- Selected text:
= Beginning of Section =

A Missoula jury last year convicted Jackson of deliberate homicide and attempted deliberate homicide for killing Rutherford with the deputy's own .40-caliber Glock pistol and wounding deputy Loren Janis after the two officers responded to a domestic disturbance call.
Jackson faces a possible death sentence for Rutherford's slaying and life in prison for the attempted homicide conviction.
Doney said she knew Jackson's parents often got drunk and got into fights. She said she spoke to Jackson's father, but should have pressed harder to change things in the home. The family knew the younger Jackson was in trouble, she said.
“We as a family should have done more,” Doney told Jackson. “We knew you were on a path of destruction. We failed you ....”
Doney said Jackson “was dead before he was born.”
“He didn't stand a chance in life,” she said.
She decried the abuse of alcohol on the reservation and said the Fort Belknap community needs to change. Lawanda Jackson described growing up with Wing, their father and Wing's second husband. She told of a life filled with violence, abuse, abandonment and alcoholism.
“It was hard to tell ... if she really cared about us,” Lawanda Jackson said of their mother.
She said she had a close relationship with Jackson, her younger brother. Both siblings struggled with alcoholism, beginning in their teens. Lawanda said she eventually sought treatment.

= End of Section =

- Exercise set:
1/ Answer these from the excerpt about Jackson's case:
(a) What weapon was used to kill Rutherford?
(b) What kind of call had the two officers responded to?
(c) At what stage of life did Jackson and Lawanda begin struggling with alcoholism?
2/ Using the excerpt about Jackson's case, explain in one to three sentences why Doney said the family should have done more.
3/ Print the stretch of the excerpt about Jackson's case from "Doney said she" through "abandonment and alcoholism.".

- Material supplied:

= Beginning of Section =

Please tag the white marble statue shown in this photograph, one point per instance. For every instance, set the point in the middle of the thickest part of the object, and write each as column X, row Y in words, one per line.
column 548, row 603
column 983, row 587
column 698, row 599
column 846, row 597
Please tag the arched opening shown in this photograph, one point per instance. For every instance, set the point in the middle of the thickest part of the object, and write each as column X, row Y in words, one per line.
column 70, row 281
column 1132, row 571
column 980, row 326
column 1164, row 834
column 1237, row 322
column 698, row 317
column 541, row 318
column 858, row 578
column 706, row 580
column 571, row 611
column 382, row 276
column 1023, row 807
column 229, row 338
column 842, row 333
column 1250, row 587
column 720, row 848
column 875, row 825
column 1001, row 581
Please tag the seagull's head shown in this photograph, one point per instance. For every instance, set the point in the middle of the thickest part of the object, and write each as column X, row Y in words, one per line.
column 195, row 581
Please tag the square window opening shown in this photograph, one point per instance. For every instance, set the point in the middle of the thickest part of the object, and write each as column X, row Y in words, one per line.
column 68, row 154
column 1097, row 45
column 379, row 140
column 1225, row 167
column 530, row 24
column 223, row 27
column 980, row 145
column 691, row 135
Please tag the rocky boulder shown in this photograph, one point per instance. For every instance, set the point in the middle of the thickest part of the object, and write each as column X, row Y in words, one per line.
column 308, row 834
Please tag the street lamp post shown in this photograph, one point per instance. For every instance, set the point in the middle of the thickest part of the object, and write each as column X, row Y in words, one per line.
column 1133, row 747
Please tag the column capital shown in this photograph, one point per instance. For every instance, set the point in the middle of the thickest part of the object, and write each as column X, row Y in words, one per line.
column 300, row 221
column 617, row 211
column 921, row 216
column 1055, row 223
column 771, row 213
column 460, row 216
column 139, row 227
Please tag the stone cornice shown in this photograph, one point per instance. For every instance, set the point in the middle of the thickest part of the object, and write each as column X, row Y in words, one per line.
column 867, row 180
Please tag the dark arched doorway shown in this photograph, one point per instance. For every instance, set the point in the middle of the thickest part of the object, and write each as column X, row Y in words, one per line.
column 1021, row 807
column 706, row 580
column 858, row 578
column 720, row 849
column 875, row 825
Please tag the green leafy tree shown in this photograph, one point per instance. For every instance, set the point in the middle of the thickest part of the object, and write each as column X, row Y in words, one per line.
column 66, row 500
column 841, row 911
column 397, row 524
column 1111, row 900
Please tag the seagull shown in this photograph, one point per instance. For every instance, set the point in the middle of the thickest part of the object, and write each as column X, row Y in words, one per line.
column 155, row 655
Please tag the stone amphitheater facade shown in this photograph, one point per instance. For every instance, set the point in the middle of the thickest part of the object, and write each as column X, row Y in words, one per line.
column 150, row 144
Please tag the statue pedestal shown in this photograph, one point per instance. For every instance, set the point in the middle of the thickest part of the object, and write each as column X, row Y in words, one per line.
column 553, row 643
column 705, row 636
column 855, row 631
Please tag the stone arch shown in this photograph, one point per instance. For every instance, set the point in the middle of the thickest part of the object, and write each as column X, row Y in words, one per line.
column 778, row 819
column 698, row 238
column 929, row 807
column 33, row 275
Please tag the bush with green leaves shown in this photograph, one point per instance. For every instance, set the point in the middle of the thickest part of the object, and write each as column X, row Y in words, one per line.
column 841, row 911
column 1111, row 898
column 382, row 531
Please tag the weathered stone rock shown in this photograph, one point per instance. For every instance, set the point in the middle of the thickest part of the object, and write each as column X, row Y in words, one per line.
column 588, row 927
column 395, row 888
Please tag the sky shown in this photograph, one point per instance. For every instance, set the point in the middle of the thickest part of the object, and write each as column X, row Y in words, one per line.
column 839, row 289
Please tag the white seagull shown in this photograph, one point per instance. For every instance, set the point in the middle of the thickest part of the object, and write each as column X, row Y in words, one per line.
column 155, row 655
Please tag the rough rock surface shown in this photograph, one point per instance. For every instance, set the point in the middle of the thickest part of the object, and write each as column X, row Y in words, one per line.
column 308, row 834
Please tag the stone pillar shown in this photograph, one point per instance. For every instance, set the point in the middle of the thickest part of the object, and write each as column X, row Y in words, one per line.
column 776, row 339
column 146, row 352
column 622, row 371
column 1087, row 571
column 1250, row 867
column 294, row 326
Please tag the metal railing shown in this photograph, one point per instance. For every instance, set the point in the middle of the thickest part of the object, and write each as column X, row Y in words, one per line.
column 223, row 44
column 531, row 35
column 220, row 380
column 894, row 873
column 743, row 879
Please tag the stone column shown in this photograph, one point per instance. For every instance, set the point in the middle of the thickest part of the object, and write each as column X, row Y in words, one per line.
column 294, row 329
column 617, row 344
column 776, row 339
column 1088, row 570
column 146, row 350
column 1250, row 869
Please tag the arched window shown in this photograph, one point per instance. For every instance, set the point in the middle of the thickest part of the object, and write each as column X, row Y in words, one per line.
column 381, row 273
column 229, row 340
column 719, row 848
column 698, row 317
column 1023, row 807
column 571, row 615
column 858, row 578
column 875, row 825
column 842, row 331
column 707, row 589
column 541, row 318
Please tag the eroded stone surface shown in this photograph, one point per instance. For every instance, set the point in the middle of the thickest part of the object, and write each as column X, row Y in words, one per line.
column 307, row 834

= End of Section =

- Expected responses:
1/
(a) The deputy's own .40-caliber Glock pistol.
(b) A domestic disturbance call.
(c) In their teens.

2/ Doney said the family knew Jackson was in trouble and on "a path of destruction." She also knew his parents often got drunk and fought, and she felt she should have pressed harder to change things in the home.

3/
Doney said she knew Jackson's parents often got drunk and got into fights. She said she spoke to Jackson's father, but should have pressed harder to change things in the home. The family knew the younger Jackson was in trouble, she said.
“We as a family should have done more,” Doney told Jackson. “We knew you were on a path of destruction. We failed you ....”
Doney said Jackson “was dead before he was born.”
“He didn't stand a chance in life,” she said.
She decried the abuse of alcohol on the reservation and said the Fort Belknap community needs to change. Lawanda Jackson described growing up with Wing, their father and Wing's second husband. She told of a life filled with violence, abuse, abandonment and alcoholism.